START Entries supplied

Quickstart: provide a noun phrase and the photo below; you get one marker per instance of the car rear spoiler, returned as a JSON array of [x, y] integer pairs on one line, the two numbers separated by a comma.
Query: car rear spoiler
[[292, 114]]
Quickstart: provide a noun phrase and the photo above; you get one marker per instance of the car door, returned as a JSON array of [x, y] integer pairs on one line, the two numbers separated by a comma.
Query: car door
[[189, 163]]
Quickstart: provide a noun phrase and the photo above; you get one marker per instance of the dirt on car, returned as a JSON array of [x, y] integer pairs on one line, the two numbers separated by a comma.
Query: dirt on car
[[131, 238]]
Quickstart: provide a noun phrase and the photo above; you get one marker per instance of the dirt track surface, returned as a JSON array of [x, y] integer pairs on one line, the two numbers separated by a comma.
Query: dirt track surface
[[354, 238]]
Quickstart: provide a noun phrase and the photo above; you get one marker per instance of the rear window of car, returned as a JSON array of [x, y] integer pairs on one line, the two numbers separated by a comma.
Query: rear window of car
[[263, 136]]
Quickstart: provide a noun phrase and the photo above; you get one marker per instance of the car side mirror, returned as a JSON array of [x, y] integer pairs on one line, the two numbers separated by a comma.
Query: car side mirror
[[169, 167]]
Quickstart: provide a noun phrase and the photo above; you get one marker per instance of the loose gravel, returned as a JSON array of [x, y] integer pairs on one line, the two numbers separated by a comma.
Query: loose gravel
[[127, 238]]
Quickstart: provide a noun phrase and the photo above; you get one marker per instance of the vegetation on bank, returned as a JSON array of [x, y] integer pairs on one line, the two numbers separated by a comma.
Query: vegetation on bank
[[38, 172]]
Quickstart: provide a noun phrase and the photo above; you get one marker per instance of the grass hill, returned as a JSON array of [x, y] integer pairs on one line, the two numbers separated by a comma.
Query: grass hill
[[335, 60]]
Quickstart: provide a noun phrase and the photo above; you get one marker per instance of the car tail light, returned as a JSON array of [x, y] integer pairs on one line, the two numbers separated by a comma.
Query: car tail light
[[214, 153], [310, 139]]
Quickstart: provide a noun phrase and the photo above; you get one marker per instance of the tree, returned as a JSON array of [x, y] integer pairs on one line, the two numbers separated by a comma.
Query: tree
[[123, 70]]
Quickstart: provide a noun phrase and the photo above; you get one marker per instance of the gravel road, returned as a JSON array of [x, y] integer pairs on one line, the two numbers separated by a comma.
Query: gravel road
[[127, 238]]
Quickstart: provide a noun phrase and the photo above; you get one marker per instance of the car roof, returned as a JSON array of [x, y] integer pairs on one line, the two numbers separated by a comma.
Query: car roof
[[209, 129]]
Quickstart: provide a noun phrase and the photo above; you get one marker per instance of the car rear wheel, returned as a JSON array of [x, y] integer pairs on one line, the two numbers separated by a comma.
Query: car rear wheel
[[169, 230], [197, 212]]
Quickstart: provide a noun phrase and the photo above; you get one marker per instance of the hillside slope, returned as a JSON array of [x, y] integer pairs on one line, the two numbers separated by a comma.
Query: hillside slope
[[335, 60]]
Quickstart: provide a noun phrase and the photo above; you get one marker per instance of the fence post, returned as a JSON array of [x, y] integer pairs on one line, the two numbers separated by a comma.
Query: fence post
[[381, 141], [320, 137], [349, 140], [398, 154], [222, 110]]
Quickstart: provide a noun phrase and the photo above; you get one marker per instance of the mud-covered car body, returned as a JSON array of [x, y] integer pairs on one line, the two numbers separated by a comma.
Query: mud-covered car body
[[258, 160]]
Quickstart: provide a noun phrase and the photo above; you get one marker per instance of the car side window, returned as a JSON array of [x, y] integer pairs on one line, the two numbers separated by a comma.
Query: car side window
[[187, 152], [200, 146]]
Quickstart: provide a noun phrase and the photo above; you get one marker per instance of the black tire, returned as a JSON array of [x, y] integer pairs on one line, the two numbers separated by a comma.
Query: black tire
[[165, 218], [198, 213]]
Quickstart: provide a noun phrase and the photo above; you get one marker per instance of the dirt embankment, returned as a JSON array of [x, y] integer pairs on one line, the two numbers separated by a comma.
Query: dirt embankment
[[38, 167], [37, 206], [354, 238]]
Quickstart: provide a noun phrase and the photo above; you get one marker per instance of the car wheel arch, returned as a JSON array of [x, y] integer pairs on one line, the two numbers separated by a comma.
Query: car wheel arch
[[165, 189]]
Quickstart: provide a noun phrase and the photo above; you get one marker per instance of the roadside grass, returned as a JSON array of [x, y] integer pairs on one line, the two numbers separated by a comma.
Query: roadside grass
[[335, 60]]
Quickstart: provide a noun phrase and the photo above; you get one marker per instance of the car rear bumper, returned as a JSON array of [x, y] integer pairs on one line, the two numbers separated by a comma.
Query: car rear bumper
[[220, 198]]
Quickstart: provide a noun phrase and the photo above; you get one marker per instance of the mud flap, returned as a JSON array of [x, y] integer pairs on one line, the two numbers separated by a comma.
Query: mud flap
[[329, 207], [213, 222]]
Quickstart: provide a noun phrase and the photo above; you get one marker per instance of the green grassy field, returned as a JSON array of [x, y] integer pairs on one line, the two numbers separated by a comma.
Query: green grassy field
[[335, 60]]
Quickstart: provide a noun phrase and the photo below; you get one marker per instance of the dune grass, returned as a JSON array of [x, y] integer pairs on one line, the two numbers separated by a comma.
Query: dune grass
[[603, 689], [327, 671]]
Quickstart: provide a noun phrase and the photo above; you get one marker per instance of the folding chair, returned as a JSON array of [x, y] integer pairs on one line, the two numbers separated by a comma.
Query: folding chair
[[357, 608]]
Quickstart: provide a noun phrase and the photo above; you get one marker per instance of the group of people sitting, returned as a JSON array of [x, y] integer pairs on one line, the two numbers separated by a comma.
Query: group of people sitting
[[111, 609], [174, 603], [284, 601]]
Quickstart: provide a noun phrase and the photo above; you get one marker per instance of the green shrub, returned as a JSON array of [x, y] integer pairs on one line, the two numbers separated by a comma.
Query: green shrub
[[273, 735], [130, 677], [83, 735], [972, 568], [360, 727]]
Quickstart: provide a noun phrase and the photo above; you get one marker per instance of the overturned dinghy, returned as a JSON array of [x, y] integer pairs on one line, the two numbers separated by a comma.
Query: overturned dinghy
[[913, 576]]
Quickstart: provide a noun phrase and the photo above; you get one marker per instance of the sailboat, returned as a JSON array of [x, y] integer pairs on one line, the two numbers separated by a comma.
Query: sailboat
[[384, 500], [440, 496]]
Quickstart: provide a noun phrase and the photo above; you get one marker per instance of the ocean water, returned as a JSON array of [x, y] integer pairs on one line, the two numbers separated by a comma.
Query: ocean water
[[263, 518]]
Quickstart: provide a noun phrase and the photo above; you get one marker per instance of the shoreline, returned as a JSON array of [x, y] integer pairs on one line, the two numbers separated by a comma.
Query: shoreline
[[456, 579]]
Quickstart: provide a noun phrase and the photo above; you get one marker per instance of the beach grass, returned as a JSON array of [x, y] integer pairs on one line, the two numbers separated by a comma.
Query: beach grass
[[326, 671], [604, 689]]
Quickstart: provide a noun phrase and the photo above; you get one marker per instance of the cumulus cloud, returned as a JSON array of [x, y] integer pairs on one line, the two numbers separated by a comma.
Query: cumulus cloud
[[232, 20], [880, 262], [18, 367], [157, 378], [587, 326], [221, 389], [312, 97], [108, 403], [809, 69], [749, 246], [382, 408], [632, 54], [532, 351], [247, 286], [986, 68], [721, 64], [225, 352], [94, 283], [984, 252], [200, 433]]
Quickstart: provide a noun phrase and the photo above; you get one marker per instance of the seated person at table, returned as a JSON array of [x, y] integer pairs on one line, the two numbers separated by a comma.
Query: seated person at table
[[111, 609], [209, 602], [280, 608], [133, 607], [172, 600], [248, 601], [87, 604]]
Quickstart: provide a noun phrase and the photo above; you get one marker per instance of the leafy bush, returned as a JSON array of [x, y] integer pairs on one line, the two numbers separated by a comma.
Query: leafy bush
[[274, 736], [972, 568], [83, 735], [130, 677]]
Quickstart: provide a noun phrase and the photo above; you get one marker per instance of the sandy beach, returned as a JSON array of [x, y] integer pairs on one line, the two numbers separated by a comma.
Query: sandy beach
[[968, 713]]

END Entries supplied

Your answer must consist only of the lines from the one containing "of the sandy" through the last line of the data above, both included, exactly as written.

Written response ::
Quickstart: provide a noun phrase and the photo above; you get one marker per instance of the sandy beach, returned as a JSON array of [x, y] integer pairs on one line, the two numbers separated by a comma.
Query: sandy beach
[[968, 713]]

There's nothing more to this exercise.